* **EXTRACTED TEXT**
********
Federated Farmers advocates for the four ‘P's' of production, productivity, progress and profit. We aim for policies which create the best platform for farming; sometimes that’s easier said than done.

As an organisation we led the campaign against subsidies and trade protectionism in the early to mid 1980’s. That saw a supposedly ‘left wing’ Labour Government work with supposedly ‘right wing’ farmers to phase out agricultural subsidies.

We now have the most open and honest farming system on earth.

Subsidies and protectionism distort markets by encouraging people to chase subsidies and incentives as opposed to farming profitably. Regretfully, with our emissions reductions policies, that lesson has been forgotten, as foresters chase ‘carbon credits’ instead of the cellulose value of trees.

What I do

I work, Tuesday to Thursday, on the sixth-floor office in a central Wellington office building. I tap away on a computer, spend most of my day talking with journalists, politicians, overseas visitors and staff to push forward the farmers’ agenda at a tactical and strategic level.

At Federated Farmers, farmers speak for farmers but they are backed by expert policy staff.

From Thursday afternoon to Monday, I work my 212 hectare sheep and beef farm, 760 kilometres from Wellington and 10,700 kilometres from where I am right now.

My week takes me from a paddock on my farm back to Wellington, where Blackberry in hand, I am constantly contactable 24/7, 365 days of the year.

I am also in my third and probably final year as President. I’ve learnt that Federated Farmers cannot be all things to all people.

The worst thing about being a farm leader is dealing with self-appointed experts who pontificate about farming, but who don’t farm themselves. They play up the negatives and deliberately play down the positives. Everyone has a view on farming but those who actually do farm have to fight for airtime and column inches against the misinformed.

That’s a key role for Federated Farmers – bringing honesty and integrity to the discussion.

It may come as a surprise to many in this audience, that, according to recent New Zealand media reports, New Zealand has supposedly one of the most polluted rivers in the western world, that we have a catastrophic loss of biodiversity and that we are a major emitter of greenhouse gases.

Frankly, if you believe what is said about New Zealand, you would think we are an environmental basket case. Consumers around the globe can watch New Zealanders rip into New Zealand’s farmers on-demand as well as on-line.

The truth is that we are none of those things.

Since we lifted subsidies, the farm environmental performance has improved immeasurably. Farmers have moved to optimal farming systems instead of chasing subsidies that rewarded the wrong behaviours – I’ll illustrate that shortly.

Frankly, subsidised agriculture harms the environment as well as economies. I am certain it is worthy of doctorial research.

Yet, as the author of the supposed ‘report’ that the ‘worst river in the western world’ claim was drawn from has said, the truth doesn’t make for sensationalist headlines.

We seem to have forgotten that New Zealanders have brought species back from the brink of extinction. In 1980, the Black Robin that was down to a solitary breeding female and four other birds, but has now recovered. The takahe was assumed to be extinct in 1930 only to be ‘rediscovered’ in 1948.
********
* **DATA ROWS**
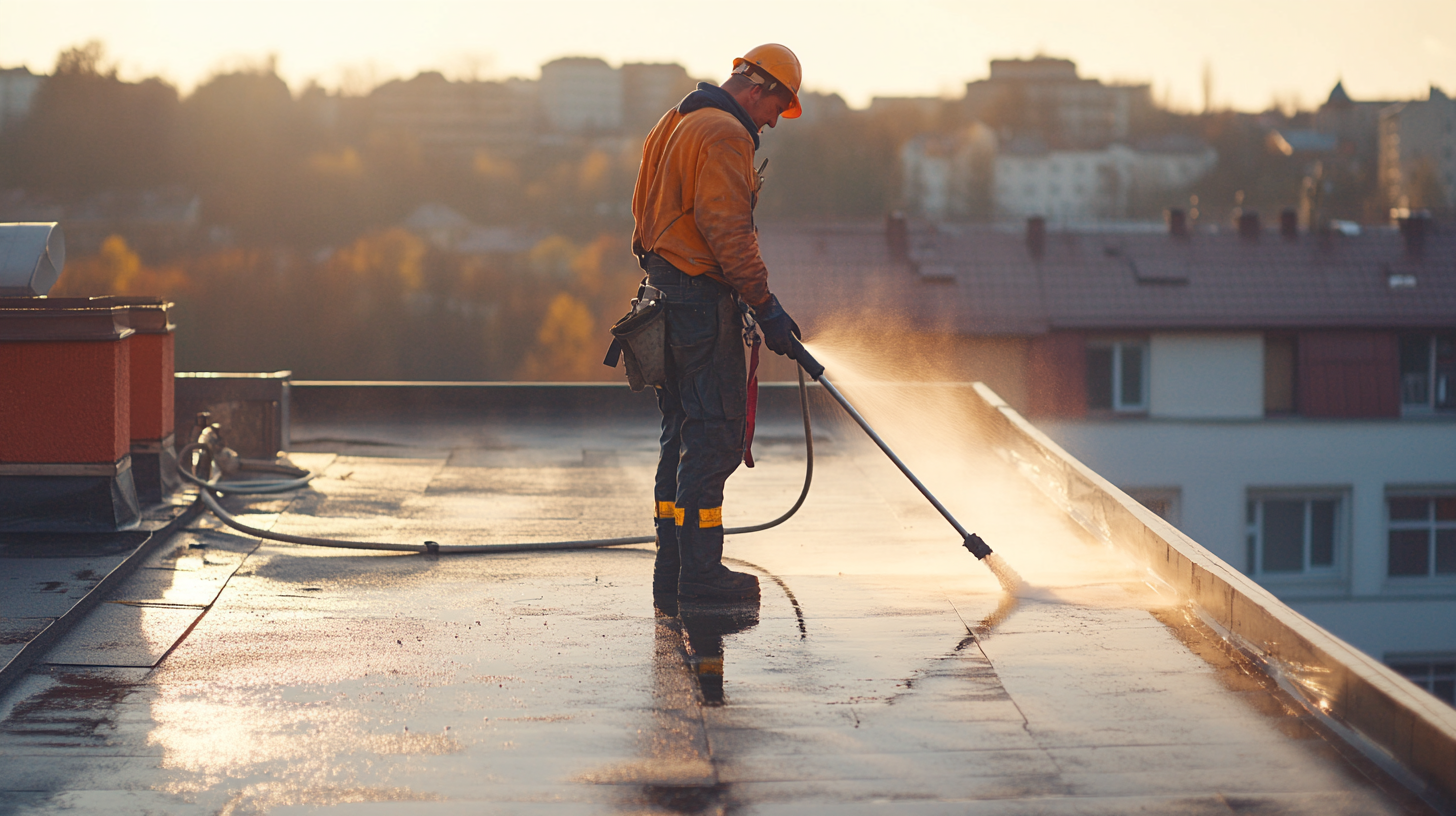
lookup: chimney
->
[1168,208,1188,239]
[1278,207,1299,240]
[1401,211,1431,256]
[1026,216,1047,261]
[885,211,910,261]
[1239,210,1259,240]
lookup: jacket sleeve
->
[693,134,769,306]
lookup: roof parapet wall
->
[968,383,1456,806]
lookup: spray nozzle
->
[791,337,824,382]
[961,533,992,561]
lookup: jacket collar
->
[677,82,759,150]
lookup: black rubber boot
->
[652,519,683,600]
[677,507,759,603]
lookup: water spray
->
[792,338,1022,592]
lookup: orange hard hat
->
[732,42,804,119]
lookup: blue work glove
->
[753,294,804,360]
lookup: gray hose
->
[178,369,814,555]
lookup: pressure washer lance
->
[794,338,1000,568]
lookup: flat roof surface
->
[0,389,1423,815]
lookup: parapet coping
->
[971,382,1456,810]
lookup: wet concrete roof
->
[0,393,1424,815]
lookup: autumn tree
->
[0,41,179,198]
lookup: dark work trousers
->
[646,255,748,589]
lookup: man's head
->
[722,44,804,130]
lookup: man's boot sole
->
[677,583,761,603]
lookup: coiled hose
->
[178,369,814,555]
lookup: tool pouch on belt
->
[604,278,667,391]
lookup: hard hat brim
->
[732,57,804,119]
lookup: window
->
[1088,341,1147,411]
[1264,334,1297,415]
[1385,654,1456,705]
[1245,493,1345,577]
[1401,334,1456,414]
[1385,494,1456,578]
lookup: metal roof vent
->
[1026,216,1047,261]
[1278,207,1299,240]
[0,221,66,297]
[1401,213,1431,256]
[1168,208,1188,239]
[1239,210,1259,240]
[885,211,910,261]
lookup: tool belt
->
[603,278,667,391]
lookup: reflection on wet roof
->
[0,389,1450,815]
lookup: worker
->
[632,44,802,602]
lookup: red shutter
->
[1026,332,1088,418]
[1299,331,1401,417]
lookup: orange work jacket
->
[632,108,769,306]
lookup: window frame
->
[1396,331,1456,417]
[1385,487,1456,586]
[1243,485,1353,592]
[1083,337,1153,415]
[1382,651,1456,705]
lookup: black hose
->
[178,369,823,555]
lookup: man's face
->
[744,85,791,131]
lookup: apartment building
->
[370,71,537,156]
[761,213,1456,699]
[964,57,1153,147]
[1380,86,1456,211]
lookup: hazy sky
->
[0,0,1456,109]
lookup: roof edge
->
[970,383,1456,809]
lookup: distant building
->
[900,124,996,220]
[759,215,1456,676]
[1380,86,1456,211]
[399,201,545,255]
[620,63,697,134]
[1310,82,1392,223]
[0,68,45,133]
[540,57,623,134]
[962,57,1152,147]
[799,90,850,122]
[370,71,536,156]
[866,96,945,125]
[993,138,1219,223]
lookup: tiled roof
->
[760,223,1456,335]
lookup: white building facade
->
[1380,87,1456,210]
[993,144,1219,223]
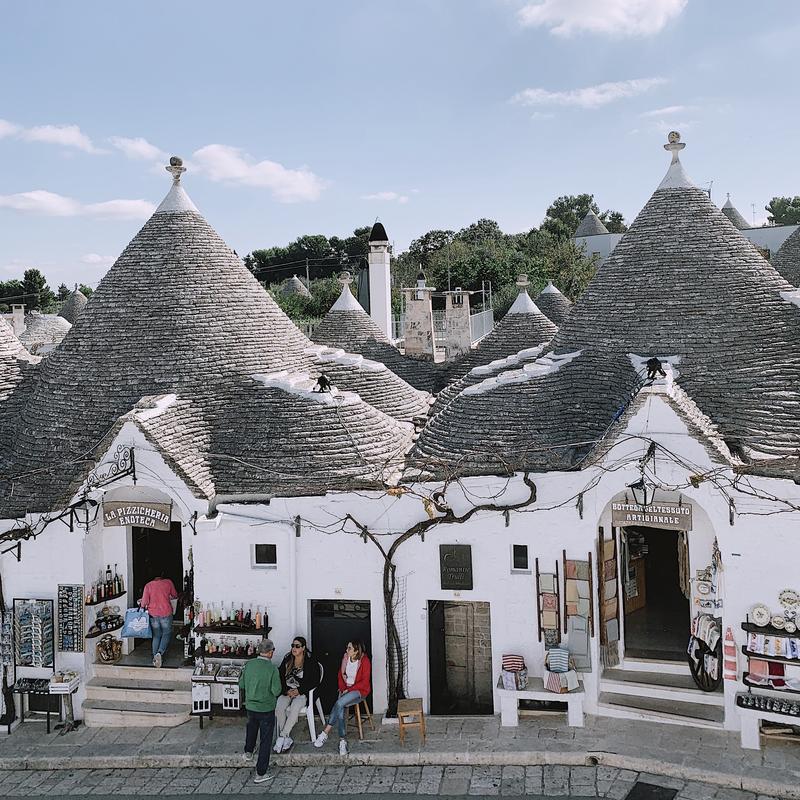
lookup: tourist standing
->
[314,640,372,756]
[239,639,281,783]
[139,572,178,667]
[275,636,320,753]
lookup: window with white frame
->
[251,544,278,569]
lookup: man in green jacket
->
[239,639,281,783]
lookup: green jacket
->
[239,656,281,712]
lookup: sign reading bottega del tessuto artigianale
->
[103,501,172,531]
[611,503,692,531]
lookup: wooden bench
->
[497,678,584,728]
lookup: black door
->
[311,600,375,713]
[128,522,183,605]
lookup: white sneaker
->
[314,731,328,747]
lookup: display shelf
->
[84,590,128,608]
[742,672,800,694]
[85,620,125,639]
[194,625,272,638]
[742,645,800,667]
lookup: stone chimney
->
[444,286,472,361]
[403,270,436,361]
[369,222,394,339]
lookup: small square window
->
[253,544,278,569]
[511,544,530,572]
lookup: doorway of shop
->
[311,600,375,714]
[620,527,690,661]
[428,600,494,715]
[125,522,183,667]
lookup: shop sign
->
[439,544,472,589]
[103,501,172,531]
[611,503,692,531]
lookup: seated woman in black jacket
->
[275,636,320,753]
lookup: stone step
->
[83,700,191,728]
[600,669,725,706]
[597,692,725,729]
[94,663,192,684]
[86,677,192,705]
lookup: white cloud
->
[361,192,408,204]
[20,125,107,155]
[0,119,19,139]
[193,144,325,203]
[108,136,168,161]
[0,189,155,219]
[518,0,688,37]
[511,78,667,108]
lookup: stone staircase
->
[598,659,725,729]
[83,664,192,728]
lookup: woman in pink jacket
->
[139,573,178,667]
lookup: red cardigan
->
[339,653,372,697]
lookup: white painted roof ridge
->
[155,156,200,214]
[331,284,367,314]
[656,131,696,191]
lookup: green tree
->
[22,267,56,312]
[764,197,800,225]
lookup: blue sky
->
[0,0,800,286]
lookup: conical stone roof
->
[312,273,445,392]
[58,286,89,325]
[575,208,608,238]
[771,226,800,288]
[722,195,750,231]
[0,159,406,518]
[536,281,572,328]
[413,134,800,473]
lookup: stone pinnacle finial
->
[664,131,686,164]
[164,156,186,186]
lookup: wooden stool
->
[397,697,425,744]
[347,698,375,739]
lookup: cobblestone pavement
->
[0,766,775,800]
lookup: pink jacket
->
[139,578,178,617]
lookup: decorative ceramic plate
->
[778,589,800,608]
[750,603,772,627]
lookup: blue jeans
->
[328,691,361,739]
[150,614,172,658]
[244,711,275,775]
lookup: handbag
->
[120,608,153,639]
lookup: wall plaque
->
[611,503,692,531]
[439,544,472,589]
[103,501,172,531]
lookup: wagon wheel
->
[688,638,722,692]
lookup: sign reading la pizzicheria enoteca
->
[439,544,472,589]
[611,503,692,531]
[103,500,172,531]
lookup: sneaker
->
[314,731,328,747]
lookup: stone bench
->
[497,678,584,728]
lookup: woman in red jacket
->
[314,641,372,756]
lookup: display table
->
[497,678,584,728]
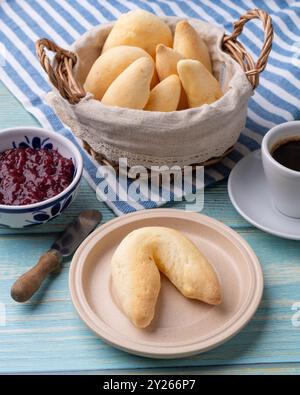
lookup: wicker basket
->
[36,9,273,171]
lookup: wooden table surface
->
[0,83,300,374]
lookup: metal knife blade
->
[51,210,102,257]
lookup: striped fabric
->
[0,0,300,215]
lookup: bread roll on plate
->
[144,74,181,112]
[177,59,223,108]
[174,21,212,73]
[102,9,173,58]
[111,227,221,328]
[84,45,158,100]
[102,57,154,110]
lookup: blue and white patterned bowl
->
[0,128,83,228]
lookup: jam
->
[0,148,74,206]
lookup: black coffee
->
[271,138,300,171]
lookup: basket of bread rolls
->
[36,9,273,168]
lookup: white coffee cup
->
[261,121,300,218]
[261,121,300,218]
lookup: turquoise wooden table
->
[0,83,300,374]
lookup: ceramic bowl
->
[0,128,83,228]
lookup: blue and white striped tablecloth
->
[0,0,300,215]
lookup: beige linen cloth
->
[47,17,252,168]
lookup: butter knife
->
[11,210,102,303]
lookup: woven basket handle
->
[35,38,86,104]
[223,9,274,89]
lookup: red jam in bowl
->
[0,148,74,206]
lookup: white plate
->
[69,209,263,358]
[228,150,300,240]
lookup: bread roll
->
[144,74,181,112]
[177,59,223,108]
[102,57,154,110]
[155,44,184,81]
[102,10,173,58]
[111,227,221,328]
[155,44,188,110]
[174,21,212,72]
[84,45,158,100]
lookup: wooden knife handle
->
[10,250,62,303]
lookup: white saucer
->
[228,150,300,240]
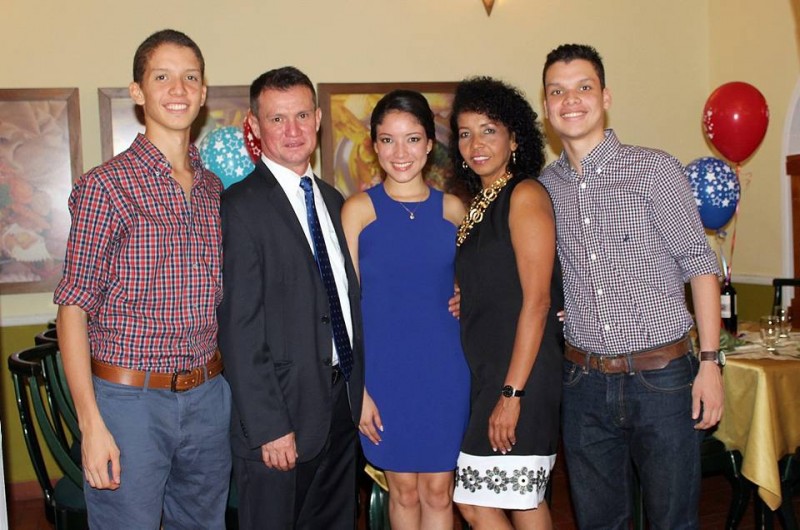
********
* **WORK TO DO**
1. According to the Federated Farmers text, how large is the sheep and beef farm that the speaker works?
2. Reproduce the passage of the Federated Farmers text that begins with the words "As an organisation" and ends with the words "value of trees.".

* **ANSWER SET**
1. 212 hectares

2.
As an organisation we led the campaign against subsidies and trade protectionism in the early to mid 1980’s. That saw a supposedly ‘left wing’ Labour Government work with supposedly ‘right wing’ farmers to phase out agricultural subsidies.

We now have the most open and honest farming system on earth.

Subsidies and protectionism distort markets by encouraging people to chase subsidies and incentives as opposed to farming profitably. Regretfully, with our emissions reductions policies, that lesson has been forgotten, as foresters chase ‘carbon credits’ instead of the cellulose value of trees.